妻の病気がかなり進行してきた頃、体調が悪くてイライラが募ったのでしょうか、妻からのLINEで

「もう諦めて下さい」

とメッセージが来たことがありました。妻が命を削る辛さに耐え、なおも生きようと必死に頑張ってることは側にいて分かっていたので安易に返信することが出来ず、どうしようかと思案していたところ、しばらくしてから

「さっきはゴメンナサイ。本当はあっちゃんにも諦めて欲しくないです。体調が悪いと拗ねちゃうんです」

とまたメッセージが来ました。

これほどまでにがん患者の気持ちは常に揺れていますし、患者の家族もその波にさらわれることが多々あります。

 

標準治療から見捨てられ、がん難民となってしまってからは特にその揺れの頻度は増し、振幅の幅も大きくなりました。
□ □ □
- _演習課題_
1 - 本文において、筆者が「もう諦めて下さい」というメッセージに安易に返信できなかった理由を、本文の記述に基づいて1〜3文で説明せよ。
2 - 本文のうち、「妻の病気がかなり進行してきた」から「らわれることが多々あります。」までの範囲をそのまま書き写せ。

- _与えられた情報_
□ □ □
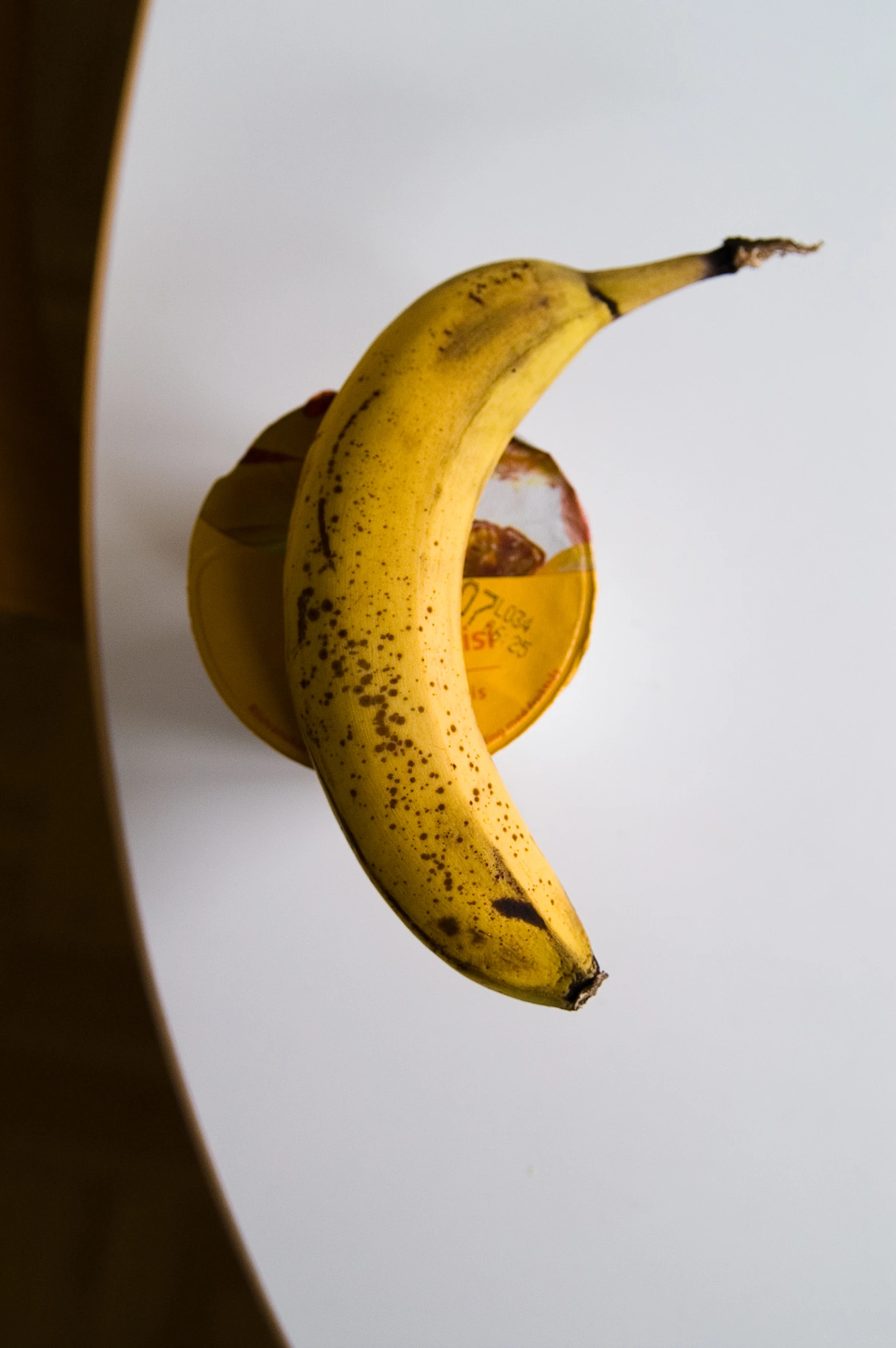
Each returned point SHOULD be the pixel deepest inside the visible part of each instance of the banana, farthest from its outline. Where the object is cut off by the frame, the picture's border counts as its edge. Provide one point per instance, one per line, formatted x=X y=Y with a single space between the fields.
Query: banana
x=372 y=580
□ □ □
- _課題の解答_
1 - 妻が命を削る辛さに耐えながら、なおも生きようと必死に頑張っていることを、筆者は側にいて分かっていた。そのため安易に返信することができず、どうしようかと思案していた。

2 -
妻の病気がかなり進行してきた頃、体調が悪くてイライラが募ったのでしょうか、妻からのLINEで

「もう諦めて下さい」

とメッセージが来たことがありました。妻が命を削る辛さに耐え、なおも生きようと必死に頑張ってることは側にいて分かっていたので安易に返信することが出来ず、どうしようかと思案していたところ、しばらくしてから

「さっきはゴメンナサイ。本当はあっちゃんにも諦めて欲しくないです。体調が悪いと拗ねちゃうんです」

とまたメッセージが来ました。

これほどまでにがん患者の気持ちは常に揺れていますし、患者の家族もその波にさらわれることが多々あります。